Work required:
Your job is to copy the data that follows exactly, every line included.

[Records excerpted from a collection]
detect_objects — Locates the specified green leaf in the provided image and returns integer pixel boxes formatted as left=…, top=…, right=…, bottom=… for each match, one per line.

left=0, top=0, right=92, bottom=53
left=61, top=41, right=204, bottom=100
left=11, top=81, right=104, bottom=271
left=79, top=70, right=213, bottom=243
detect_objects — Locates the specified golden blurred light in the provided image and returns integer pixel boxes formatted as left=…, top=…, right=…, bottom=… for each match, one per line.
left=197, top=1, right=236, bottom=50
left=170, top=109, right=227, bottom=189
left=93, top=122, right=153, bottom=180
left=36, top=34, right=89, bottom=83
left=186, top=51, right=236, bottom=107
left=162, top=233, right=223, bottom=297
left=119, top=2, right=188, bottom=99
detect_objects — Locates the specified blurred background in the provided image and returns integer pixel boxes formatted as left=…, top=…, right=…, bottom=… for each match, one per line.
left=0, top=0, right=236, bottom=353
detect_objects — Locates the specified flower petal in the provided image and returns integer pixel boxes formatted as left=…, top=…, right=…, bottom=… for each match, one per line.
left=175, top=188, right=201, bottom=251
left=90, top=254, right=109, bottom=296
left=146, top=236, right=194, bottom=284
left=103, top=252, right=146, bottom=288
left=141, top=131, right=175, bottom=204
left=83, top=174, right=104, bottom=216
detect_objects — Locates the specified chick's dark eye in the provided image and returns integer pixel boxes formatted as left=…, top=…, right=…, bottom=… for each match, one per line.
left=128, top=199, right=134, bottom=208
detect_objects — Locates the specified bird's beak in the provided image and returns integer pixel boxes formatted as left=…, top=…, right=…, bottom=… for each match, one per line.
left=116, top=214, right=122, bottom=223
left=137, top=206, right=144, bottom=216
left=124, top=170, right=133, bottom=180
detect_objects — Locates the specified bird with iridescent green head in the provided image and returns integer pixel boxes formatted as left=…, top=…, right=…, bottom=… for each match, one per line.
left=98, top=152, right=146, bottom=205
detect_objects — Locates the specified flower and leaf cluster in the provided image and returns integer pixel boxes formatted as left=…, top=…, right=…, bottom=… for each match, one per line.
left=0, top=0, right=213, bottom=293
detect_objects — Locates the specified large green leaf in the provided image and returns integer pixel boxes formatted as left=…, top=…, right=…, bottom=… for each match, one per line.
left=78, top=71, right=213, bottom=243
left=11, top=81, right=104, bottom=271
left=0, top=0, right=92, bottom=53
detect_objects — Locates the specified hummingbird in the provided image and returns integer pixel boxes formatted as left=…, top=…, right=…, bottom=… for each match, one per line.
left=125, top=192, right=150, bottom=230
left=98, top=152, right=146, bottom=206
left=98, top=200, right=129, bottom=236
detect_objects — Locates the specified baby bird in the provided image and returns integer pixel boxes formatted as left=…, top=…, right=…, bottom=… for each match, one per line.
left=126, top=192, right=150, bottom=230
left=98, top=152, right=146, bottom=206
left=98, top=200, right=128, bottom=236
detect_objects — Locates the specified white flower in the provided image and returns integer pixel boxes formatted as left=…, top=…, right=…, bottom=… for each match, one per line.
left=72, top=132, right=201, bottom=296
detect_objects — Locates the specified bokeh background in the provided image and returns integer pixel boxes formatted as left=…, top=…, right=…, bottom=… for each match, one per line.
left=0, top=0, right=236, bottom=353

Output below:
detect_objects — Locates the specified green leaf in the provided image and returns integer pixel boxes formatted as left=…, top=…, right=…, bottom=… for each match, one per line.

left=0, top=0, right=92, bottom=53
left=61, top=41, right=204, bottom=100
left=11, top=81, right=104, bottom=271
left=79, top=70, right=213, bottom=243
detect_objects — Locates the specified golden blurred light in the provided image and returns integer pixel boxes formatted as left=…, top=…, right=…, bottom=… for each match, one per line.
left=197, top=1, right=236, bottom=50
left=170, top=109, right=227, bottom=189
left=93, top=122, right=153, bottom=180
left=36, top=34, right=89, bottom=83
left=186, top=51, right=236, bottom=107
left=162, top=233, right=223, bottom=297
left=119, top=2, right=188, bottom=99
detect_objects — Locates the specified blurred background in the provided image and returns integer pixel boxes formatted as left=…, top=…, right=…, bottom=… for each match, one per line.
left=0, top=0, right=236, bottom=353
detect_objects — Locates the specified flower petal in the provided image and returns integer pixel boxes formatted as left=…, top=…, right=…, bottom=… for each match, one per line.
left=175, top=188, right=201, bottom=251
left=90, top=254, right=109, bottom=296
left=146, top=236, right=194, bottom=284
left=103, top=252, right=146, bottom=288
left=141, top=131, right=175, bottom=204
left=83, top=174, right=104, bottom=216
detect_objects — Locates the specified chick's dark eye in the provided image and returns integer pixel boxes formatted as left=…, top=…, right=…, bottom=… for each match, one per line.
left=128, top=199, right=134, bottom=208
detect_objects — Locates the specified bird's beak in the provided image and returns integer pixel boxes formatted as left=…, top=…, right=…, bottom=… for each match, one per line.
left=116, top=214, right=122, bottom=223
left=137, top=206, right=144, bottom=216
left=124, top=170, right=133, bottom=180
detect_objects — Locates the specified bird with iridescent green head in the provided image and returns integer pixel boxes formatted as left=…, top=…, right=…, bottom=… for each match, one per line.
left=98, top=152, right=146, bottom=205
detect_objects — Locates the specified flower and leaf cluster in the provided image and returns integer pixel boxes formatted as left=…, top=…, right=…, bottom=… for each match, one per line.
left=0, top=0, right=213, bottom=293
detect_objects — Locates the specified large green leaf in the provided image and returns integer pixel boxes formatted as left=…, top=…, right=…, bottom=… for each match, one per line.
left=78, top=71, right=213, bottom=243
left=11, top=81, right=104, bottom=271
left=0, top=0, right=92, bottom=53
detect_objects — Locates the specified hummingbird in the provided image and returns integer pixel boxes formatted as left=…, top=…, right=…, bottom=… for each match, one per line.
left=125, top=192, right=150, bottom=230
left=98, top=152, right=146, bottom=206
left=98, top=200, right=129, bottom=236
detect_objects — Locates the specified baby bird in the provided image and returns integer pixel boxes formatted as left=…, top=…, right=…, bottom=… for each match, one per line.
left=126, top=192, right=150, bottom=230
left=98, top=152, right=146, bottom=206
left=98, top=200, right=128, bottom=236
detect_objects — Locates the specified white flower in the provided image and returns integer pixel boxes formatted as left=…, top=…, right=…, bottom=… for each match, one per line.
left=72, top=132, right=201, bottom=296
detect_objects — Locates the specified bokeh background in the provided image and returns integer pixel boxes formatted as left=…, top=…, right=…, bottom=… for each match, one per line.
left=0, top=0, right=236, bottom=353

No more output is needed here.